### [Instruction]
Gather every line below that contains the word "person", and copy each of those lines in full.

### [Material for this task]

-- Begin --

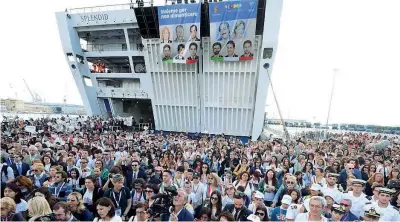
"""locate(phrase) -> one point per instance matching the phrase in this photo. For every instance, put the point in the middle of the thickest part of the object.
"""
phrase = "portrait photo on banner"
(232, 33)
(180, 38)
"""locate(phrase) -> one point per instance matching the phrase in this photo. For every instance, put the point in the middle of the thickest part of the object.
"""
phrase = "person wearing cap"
(332, 188)
(179, 179)
(349, 170)
(315, 190)
(371, 215)
(316, 204)
(279, 213)
(357, 197)
(383, 206)
(375, 190)
(258, 200)
(337, 213)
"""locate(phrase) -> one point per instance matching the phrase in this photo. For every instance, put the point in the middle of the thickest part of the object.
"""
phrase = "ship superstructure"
(113, 53)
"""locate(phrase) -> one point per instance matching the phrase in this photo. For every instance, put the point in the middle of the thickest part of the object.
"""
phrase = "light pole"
(286, 133)
(330, 101)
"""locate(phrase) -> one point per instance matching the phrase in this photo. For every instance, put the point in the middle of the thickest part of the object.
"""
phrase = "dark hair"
(274, 180)
(205, 210)
(63, 205)
(167, 46)
(93, 178)
(219, 202)
(217, 43)
(181, 46)
(193, 26)
(227, 215)
(193, 43)
(167, 171)
(231, 42)
(76, 171)
(63, 174)
(225, 23)
(264, 209)
(106, 202)
(247, 41)
(15, 188)
(154, 187)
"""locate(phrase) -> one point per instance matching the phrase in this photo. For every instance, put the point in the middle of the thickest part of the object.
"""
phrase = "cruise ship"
(115, 54)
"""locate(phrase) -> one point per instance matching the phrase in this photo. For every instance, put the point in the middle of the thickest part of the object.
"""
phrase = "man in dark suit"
(180, 213)
(238, 208)
(19, 167)
(62, 212)
(134, 173)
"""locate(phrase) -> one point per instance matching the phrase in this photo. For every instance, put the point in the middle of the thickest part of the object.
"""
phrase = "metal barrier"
(104, 8)
(90, 47)
(115, 69)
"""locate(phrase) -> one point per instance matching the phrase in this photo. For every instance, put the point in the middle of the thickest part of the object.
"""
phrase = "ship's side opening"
(140, 110)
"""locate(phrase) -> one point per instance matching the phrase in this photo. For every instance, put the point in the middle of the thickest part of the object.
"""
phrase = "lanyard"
(309, 216)
(198, 185)
(55, 190)
(119, 199)
(281, 215)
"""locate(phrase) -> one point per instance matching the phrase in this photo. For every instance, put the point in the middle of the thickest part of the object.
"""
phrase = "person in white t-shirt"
(316, 206)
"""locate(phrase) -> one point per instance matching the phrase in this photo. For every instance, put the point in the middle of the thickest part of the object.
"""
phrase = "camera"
(163, 202)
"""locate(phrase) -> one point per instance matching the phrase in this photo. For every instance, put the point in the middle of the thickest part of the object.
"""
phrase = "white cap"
(287, 199)
(316, 187)
(258, 194)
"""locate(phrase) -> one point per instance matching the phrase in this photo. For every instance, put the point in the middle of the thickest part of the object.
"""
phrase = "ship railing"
(100, 47)
(103, 8)
(114, 69)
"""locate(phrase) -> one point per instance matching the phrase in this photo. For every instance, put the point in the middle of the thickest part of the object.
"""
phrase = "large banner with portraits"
(232, 29)
(180, 32)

-- End --

### [Result]
phrase = "person wearing cap"
phrase = "person in white t-shirt"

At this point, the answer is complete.